[Dataset entries]
+++

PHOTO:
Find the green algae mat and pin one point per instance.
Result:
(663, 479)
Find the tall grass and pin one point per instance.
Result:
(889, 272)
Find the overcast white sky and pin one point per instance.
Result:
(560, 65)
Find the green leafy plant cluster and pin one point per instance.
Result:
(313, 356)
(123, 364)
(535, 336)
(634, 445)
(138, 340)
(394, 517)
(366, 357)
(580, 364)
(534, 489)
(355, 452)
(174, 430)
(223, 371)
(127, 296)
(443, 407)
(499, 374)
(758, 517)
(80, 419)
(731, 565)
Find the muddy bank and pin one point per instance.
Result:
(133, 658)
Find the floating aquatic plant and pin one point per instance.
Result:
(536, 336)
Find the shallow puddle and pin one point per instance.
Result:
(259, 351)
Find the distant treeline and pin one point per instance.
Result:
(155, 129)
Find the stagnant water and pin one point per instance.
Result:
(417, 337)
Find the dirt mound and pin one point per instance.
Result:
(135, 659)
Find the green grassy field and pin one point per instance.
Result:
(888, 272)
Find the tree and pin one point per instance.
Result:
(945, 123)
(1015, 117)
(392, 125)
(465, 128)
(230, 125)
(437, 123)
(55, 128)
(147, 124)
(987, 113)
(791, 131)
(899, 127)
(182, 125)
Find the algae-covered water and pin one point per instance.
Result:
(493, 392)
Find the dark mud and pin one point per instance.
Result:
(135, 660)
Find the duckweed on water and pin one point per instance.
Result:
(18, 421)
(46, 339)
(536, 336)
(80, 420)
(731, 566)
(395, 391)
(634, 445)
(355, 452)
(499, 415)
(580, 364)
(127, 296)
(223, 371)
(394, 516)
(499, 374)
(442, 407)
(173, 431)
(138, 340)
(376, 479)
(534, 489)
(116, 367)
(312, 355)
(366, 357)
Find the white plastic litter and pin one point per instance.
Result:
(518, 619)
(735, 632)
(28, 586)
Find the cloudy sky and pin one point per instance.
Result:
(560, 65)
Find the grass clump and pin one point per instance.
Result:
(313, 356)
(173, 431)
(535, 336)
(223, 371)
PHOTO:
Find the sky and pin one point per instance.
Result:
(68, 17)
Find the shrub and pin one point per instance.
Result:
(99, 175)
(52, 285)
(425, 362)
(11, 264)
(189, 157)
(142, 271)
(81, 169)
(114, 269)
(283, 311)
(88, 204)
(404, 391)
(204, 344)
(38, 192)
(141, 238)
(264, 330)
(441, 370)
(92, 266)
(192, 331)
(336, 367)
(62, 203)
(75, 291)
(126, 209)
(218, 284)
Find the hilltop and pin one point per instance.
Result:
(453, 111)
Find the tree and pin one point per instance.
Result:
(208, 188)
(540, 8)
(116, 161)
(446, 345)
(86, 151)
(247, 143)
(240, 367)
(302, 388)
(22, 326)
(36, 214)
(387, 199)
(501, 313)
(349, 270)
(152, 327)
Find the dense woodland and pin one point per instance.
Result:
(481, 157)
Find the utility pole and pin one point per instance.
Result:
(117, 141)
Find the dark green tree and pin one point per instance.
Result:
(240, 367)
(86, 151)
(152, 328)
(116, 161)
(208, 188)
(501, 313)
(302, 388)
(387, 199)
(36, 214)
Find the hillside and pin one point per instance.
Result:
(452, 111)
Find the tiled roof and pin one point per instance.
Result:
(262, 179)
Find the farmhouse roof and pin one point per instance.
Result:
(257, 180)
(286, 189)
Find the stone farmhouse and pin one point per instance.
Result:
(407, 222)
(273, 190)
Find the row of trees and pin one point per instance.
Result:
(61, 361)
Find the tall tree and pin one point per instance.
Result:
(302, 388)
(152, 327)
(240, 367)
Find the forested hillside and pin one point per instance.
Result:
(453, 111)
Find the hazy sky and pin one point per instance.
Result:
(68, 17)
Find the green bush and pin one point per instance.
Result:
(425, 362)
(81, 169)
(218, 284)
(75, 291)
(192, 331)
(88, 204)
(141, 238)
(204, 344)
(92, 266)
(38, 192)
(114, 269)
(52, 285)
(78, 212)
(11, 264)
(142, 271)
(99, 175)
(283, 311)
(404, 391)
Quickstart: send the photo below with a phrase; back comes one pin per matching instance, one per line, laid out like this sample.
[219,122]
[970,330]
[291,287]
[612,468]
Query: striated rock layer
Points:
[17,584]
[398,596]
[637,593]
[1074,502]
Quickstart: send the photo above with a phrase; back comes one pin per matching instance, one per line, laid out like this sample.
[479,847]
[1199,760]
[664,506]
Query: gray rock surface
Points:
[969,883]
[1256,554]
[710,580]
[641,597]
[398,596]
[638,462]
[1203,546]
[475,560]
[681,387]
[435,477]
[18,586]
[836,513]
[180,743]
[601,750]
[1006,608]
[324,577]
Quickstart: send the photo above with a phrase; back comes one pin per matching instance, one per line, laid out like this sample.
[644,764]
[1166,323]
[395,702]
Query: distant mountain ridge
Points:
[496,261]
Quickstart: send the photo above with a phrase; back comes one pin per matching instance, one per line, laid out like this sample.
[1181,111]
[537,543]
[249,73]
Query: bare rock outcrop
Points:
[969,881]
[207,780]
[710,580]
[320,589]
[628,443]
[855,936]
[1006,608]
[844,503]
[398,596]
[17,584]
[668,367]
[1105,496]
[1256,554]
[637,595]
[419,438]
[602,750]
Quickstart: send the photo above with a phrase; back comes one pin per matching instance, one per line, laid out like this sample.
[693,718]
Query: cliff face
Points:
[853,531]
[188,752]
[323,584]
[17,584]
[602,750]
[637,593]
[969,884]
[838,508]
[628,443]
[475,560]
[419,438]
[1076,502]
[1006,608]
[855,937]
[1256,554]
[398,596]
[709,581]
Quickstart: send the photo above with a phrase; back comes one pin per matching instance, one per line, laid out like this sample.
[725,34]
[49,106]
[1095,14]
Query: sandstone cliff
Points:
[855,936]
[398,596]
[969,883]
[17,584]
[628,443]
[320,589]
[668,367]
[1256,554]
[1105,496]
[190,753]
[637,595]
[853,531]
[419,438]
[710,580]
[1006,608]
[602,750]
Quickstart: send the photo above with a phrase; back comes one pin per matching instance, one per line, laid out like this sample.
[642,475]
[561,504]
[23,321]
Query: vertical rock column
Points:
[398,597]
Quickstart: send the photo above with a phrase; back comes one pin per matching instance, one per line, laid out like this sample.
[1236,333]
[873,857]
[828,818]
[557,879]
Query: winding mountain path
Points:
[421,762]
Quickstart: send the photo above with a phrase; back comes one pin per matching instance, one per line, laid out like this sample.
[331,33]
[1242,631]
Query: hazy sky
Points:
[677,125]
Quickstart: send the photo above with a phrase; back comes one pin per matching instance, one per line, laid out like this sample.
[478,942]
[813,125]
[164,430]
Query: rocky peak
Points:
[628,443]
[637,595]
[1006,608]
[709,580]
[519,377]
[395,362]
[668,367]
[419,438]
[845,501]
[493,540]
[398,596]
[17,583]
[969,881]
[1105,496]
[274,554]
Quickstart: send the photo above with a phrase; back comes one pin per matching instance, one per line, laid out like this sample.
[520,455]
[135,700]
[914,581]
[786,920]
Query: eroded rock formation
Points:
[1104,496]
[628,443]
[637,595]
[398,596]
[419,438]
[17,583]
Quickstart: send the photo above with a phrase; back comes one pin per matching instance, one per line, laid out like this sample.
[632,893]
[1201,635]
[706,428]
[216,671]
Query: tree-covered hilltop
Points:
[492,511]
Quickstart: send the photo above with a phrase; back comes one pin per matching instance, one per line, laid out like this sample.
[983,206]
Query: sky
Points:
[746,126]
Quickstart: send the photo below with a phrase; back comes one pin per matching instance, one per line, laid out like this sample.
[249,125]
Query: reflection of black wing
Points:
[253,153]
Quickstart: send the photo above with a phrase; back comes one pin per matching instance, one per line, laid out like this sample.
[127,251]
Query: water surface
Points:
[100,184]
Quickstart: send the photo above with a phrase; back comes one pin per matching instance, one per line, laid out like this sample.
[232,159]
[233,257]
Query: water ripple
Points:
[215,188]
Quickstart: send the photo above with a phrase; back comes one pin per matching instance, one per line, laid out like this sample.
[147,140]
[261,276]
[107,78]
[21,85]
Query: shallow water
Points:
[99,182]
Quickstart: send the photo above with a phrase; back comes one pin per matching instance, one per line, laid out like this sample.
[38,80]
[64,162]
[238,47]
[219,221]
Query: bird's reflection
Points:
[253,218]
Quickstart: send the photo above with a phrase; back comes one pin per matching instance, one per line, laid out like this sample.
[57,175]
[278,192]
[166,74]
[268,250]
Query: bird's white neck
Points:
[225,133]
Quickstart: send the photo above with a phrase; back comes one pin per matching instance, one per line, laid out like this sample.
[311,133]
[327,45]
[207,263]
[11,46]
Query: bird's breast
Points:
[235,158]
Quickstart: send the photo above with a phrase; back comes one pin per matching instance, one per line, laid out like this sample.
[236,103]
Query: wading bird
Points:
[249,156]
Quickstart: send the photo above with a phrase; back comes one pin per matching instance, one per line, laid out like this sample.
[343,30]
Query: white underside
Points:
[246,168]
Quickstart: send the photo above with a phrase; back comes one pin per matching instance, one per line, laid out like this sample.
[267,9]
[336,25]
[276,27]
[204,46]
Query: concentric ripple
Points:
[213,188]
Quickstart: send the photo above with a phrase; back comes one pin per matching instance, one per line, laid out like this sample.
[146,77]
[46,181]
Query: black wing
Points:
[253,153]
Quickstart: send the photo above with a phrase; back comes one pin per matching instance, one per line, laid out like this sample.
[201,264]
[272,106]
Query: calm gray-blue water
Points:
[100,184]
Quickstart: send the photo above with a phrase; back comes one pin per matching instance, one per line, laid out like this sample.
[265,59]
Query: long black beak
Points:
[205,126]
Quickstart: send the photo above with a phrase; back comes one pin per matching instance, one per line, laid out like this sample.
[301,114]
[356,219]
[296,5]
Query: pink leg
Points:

+++

How many lines of the records above contain the string "surface"? Reply with the number alone.

2